Passage shown
Anthropic Taps Samsung for Custom AI Chip: 2nm Process, Nvidia Exit Ramp
Even Anthropic has had enough — GPUs are too expensive, time to build your own.
Three Key Takeaways
According to The Information on July 2, Anthropic is in preliminary talks with Samsung Electronics to manufacture a custom AI accelerator using Samsung's 2-nanometer (SF2P) process. The project is at a very early stage: the chip's intended workload (training vs. inference), architecture specs, and performance targets are all undecided, and Anthropic could walk away at any point. But choosing Samsung over TSMC is itself a signal — Samsung offers advanced packaging capabilities and in-house HBM memory production, enabling a one-stop chip-plus-packaging-plus-memory solution.
Anthropic has hired Clive Chan, an engineer from OpenAI's chip team. Chan previously worked on OpenAI's custom inference chip, Jalapeño, built in partnership with Broadcom. Multiple outlets interpret this hire as evidence that Anthropic's chip ambitions have moved past the "casual conversation" stage.

Exercise requirements
Continue the article on Anthropic's custom AI chip talks with Samsung from its last sentence.

Material shown
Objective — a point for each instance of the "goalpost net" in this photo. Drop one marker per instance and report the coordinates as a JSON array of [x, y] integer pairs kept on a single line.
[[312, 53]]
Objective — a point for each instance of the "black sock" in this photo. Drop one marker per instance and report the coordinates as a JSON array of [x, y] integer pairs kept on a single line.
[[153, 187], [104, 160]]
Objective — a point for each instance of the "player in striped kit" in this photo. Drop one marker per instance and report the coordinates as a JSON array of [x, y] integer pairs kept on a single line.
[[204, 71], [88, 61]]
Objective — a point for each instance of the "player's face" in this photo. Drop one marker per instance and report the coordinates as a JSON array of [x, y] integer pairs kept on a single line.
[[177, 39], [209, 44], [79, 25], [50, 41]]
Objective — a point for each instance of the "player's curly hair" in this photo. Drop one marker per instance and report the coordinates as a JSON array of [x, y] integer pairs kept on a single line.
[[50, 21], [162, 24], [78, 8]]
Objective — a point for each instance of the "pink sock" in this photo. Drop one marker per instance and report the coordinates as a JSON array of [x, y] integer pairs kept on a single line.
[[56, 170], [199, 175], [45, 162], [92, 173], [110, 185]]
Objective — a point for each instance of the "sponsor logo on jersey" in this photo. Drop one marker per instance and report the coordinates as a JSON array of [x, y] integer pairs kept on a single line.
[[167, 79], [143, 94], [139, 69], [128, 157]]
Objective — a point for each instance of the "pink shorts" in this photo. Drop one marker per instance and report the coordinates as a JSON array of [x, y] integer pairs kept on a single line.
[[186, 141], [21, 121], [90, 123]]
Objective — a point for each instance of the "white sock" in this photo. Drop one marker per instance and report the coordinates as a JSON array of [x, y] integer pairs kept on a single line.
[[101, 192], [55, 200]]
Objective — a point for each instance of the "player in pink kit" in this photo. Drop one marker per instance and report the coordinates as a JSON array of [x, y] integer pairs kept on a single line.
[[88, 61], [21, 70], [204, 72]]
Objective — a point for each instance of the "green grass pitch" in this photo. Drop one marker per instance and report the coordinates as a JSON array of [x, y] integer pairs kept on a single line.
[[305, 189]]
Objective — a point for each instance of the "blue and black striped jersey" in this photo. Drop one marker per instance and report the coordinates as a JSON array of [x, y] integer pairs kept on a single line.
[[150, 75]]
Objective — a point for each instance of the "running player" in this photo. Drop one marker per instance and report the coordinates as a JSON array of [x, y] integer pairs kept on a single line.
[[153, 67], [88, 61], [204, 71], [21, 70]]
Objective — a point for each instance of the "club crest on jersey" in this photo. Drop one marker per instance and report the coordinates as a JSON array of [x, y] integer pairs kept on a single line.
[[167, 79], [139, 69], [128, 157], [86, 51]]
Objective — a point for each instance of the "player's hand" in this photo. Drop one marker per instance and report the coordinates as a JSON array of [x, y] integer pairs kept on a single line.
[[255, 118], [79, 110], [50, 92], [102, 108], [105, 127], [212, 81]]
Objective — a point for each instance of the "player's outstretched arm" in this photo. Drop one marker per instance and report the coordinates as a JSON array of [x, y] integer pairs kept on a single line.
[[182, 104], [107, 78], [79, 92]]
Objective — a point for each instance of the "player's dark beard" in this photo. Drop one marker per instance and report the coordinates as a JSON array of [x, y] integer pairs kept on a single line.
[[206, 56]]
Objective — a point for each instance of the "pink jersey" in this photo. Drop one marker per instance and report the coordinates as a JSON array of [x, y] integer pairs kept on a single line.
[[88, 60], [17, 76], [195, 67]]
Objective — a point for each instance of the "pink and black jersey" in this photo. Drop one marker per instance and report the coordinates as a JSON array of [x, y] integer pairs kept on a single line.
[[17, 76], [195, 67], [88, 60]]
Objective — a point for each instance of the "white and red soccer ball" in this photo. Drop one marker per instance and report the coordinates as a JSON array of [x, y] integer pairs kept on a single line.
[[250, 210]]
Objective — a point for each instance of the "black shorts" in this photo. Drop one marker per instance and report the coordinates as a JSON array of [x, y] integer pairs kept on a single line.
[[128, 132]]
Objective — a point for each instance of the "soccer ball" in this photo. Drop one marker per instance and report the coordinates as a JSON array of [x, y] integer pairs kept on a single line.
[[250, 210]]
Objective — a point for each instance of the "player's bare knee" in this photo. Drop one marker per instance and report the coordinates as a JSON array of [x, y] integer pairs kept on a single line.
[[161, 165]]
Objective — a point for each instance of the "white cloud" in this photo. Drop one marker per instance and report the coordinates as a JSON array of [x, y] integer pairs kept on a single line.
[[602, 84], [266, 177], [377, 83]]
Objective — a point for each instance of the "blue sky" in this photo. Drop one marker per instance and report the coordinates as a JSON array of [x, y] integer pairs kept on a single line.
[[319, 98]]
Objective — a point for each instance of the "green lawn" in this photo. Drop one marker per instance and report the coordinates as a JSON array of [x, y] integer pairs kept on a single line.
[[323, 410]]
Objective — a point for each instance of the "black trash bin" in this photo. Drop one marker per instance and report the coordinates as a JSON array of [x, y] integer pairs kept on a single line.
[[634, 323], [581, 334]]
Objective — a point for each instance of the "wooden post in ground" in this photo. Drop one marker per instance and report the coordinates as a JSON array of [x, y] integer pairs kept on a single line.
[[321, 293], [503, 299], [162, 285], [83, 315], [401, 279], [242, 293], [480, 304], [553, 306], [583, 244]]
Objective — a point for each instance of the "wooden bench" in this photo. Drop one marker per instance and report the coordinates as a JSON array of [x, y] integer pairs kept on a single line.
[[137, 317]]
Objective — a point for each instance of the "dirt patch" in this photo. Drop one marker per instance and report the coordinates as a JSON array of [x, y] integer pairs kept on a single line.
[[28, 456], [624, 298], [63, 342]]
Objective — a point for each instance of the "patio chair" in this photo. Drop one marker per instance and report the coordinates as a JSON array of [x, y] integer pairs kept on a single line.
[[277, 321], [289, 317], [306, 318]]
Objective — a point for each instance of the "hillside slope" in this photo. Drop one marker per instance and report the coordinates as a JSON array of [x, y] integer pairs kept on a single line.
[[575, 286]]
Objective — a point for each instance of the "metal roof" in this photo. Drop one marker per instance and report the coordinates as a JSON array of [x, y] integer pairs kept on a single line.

Output of the exercise
This is the latest wave in AI labs' collective push to reduce Nvidia dependence. OpenAI has taped out Jalapeño with Broadcom, Google has TPUs, Amazon has Trainium, and Meta has its in-house MTIA accelerator. Nvidia still commands roughly 80% of the AI training chip market, but its top customers are chipping away at its inference business with custom silicon.
WangDou's Take
Anthropic's 2025 revenue was around $850 million — it burns cash far faster than it earns it — and now it wants to chew on chip design too. But the math makes sense: an Nvidia H100 costs $30,000 a pop, and training Claude requires tens of thousands of them. If a custom inference chip cuts per-API-call costs by even 30%, the annual savings pay for an entire chip team. As for choosing Samsung over TSMC — this probably isn't a technology preference. TSMC's capacity is locked up by Apple and Nvidia; Samsung's 2nm line is hungry for marquee customers. It's a trade where both sides get what they need: Anthropic wants fab capacity, Samsung wants orders and an AI flagship client. Whether the chip ever reaches mass production is another question — but in Silicon Valley, poaching the right engineer is itself a strategic move.